Rows from a dataset

BEGIN

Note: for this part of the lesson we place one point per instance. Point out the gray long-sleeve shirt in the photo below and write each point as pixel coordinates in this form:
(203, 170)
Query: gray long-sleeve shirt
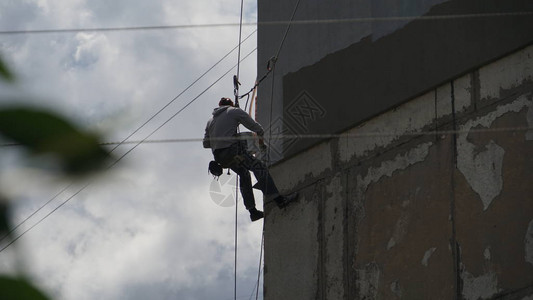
(221, 129)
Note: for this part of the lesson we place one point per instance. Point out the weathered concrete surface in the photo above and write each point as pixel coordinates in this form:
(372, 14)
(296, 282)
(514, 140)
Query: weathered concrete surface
(431, 200)
(491, 231)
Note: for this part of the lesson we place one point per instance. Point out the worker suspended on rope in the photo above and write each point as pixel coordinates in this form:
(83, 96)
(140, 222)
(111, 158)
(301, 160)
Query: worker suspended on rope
(230, 152)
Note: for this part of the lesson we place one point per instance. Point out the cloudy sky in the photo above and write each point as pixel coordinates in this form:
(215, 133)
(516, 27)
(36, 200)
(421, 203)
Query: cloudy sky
(149, 228)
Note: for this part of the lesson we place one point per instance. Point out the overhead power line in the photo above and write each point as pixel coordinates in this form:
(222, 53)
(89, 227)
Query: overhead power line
(126, 153)
(320, 136)
(267, 23)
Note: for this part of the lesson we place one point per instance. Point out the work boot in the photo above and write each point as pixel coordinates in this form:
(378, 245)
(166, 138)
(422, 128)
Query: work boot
(283, 201)
(255, 214)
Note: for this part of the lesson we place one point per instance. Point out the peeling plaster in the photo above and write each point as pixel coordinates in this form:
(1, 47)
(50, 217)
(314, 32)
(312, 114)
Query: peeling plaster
(487, 253)
(529, 133)
(529, 243)
(506, 73)
(483, 170)
(481, 287)
(396, 289)
(427, 255)
(399, 231)
(386, 168)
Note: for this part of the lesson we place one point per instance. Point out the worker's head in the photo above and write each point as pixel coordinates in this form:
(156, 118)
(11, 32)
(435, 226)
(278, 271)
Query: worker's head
(225, 101)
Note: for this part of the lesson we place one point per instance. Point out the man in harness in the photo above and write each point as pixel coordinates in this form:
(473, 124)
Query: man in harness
(229, 152)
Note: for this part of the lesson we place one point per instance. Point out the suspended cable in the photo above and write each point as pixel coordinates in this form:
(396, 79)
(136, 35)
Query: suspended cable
(117, 144)
(267, 23)
(236, 93)
(323, 136)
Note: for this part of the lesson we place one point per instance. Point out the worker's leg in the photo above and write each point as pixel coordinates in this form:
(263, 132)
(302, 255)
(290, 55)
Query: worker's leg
(245, 182)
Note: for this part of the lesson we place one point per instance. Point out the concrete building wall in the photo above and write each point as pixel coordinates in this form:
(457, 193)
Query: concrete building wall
(429, 200)
(368, 58)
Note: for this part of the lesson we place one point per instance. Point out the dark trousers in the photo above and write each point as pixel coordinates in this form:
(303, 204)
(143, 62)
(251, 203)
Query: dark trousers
(241, 162)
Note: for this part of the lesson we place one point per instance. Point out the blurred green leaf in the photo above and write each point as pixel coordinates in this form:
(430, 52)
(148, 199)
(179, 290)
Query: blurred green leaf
(4, 71)
(46, 133)
(19, 289)
(4, 219)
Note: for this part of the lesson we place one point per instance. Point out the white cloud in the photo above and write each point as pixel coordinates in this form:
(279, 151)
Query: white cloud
(149, 227)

END

Your goal -> Output all the records, word for word, with no pictures in the copy.

The reply ->
Note: for this part of the lesson we place one point per instance. Point out the gray long-sleeve shirt in the photo below and write each point as pixel coordinates in this form:
(203, 170)
Query: gray long-sleeve shirt
(221, 129)
Note: for this part of the lesson we place one point per instance. Point out the weathered concrete surface in the photo above and write each point as pixel coordinates in this form:
(372, 14)
(296, 282)
(514, 140)
Query: weathered concrete surface
(431, 200)
(491, 231)
Note: for this part of the lesson we place one point per instance. Point out the worker suspended on rope in the photo above and write each point as pixel coordinates in this form:
(83, 96)
(140, 222)
(111, 158)
(301, 160)
Query: worker suspended on rope
(230, 152)
Note: for this part of the lesson we place one point per instance. Point out the cloudy sky in the photo above and write each point as pixel coordinates in this form:
(215, 133)
(516, 27)
(36, 200)
(421, 203)
Query: cloudy sky
(149, 228)
Note: for this part of the lesson we place one point per instance. Point out the overhead power line in the photo above and write each point as pixel coordinates in this form:
(222, 53)
(89, 227)
Query: overhead power line
(126, 153)
(320, 136)
(267, 23)
Note: for this part of the lesson we place one point per instance. Point out the work boot in the photo above and write each point as pixel coordinates in this form:
(378, 245)
(166, 138)
(422, 128)
Query: work boot
(283, 201)
(255, 214)
Note: for this part of the lesson we place one point per instance. Point out the peeling plaster in the photo above and write each point as pixel coordinates in this form:
(1, 47)
(50, 217)
(314, 32)
(312, 114)
Query: peeling plaster
(487, 253)
(529, 133)
(529, 243)
(506, 73)
(483, 170)
(481, 287)
(396, 289)
(427, 255)
(399, 231)
(386, 168)
Note: for this part of the lesson we place one point per instance. Point out the worker's head in the photo above and write each point as pixel coordinates in this form:
(156, 118)
(11, 32)
(435, 226)
(278, 271)
Query: worker's head
(225, 101)
Note: for this part of the lesson we place one point per instance. Point out the man in harness in the photo above and write each point as pixel coordinates in this form:
(473, 124)
Query: man in harness
(229, 152)
Note: for this part of the lesson we place one point per instance. Point out the suspended cable in the photo above and write each point as pixel coordinates in this form:
(396, 79)
(136, 35)
Query: suspended cable
(117, 144)
(267, 23)
(236, 93)
(323, 136)
Note: for this part of the lesson we place one point per instance. Point out the worker's leg in the photo above and write each point as pixel coordinates in this form:
(263, 132)
(302, 255)
(290, 55)
Query: worker's leg
(245, 182)
Note: for this part of the lesson we place one point per instance. Point out the concrete building wall in the photo above and write each point as pixel coordinates in this form:
(457, 193)
Query: concrete building wall
(429, 200)
(368, 58)
Note: for this part of the lesson we place one point per instance. Point out the dark trousers in the photo above and write each point as pixel coordinates in this form:
(303, 204)
(143, 62)
(251, 203)
Query: dark trousers
(241, 162)
Note: for this part of the lesson we place one point per instance. Point out the blurred green leaf in the photo above and write each point as pixel coordinates in this form:
(430, 52)
(148, 199)
(179, 290)
Query: blurred green leaf
(4, 71)
(46, 133)
(19, 289)
(4, 219)
Note: for this part of the lesson we place one point per instance. Point out the white cloud in the photo above and write each point as pixel coordinates in this form:
(279, 151)
Query: white cloud
(149, 227)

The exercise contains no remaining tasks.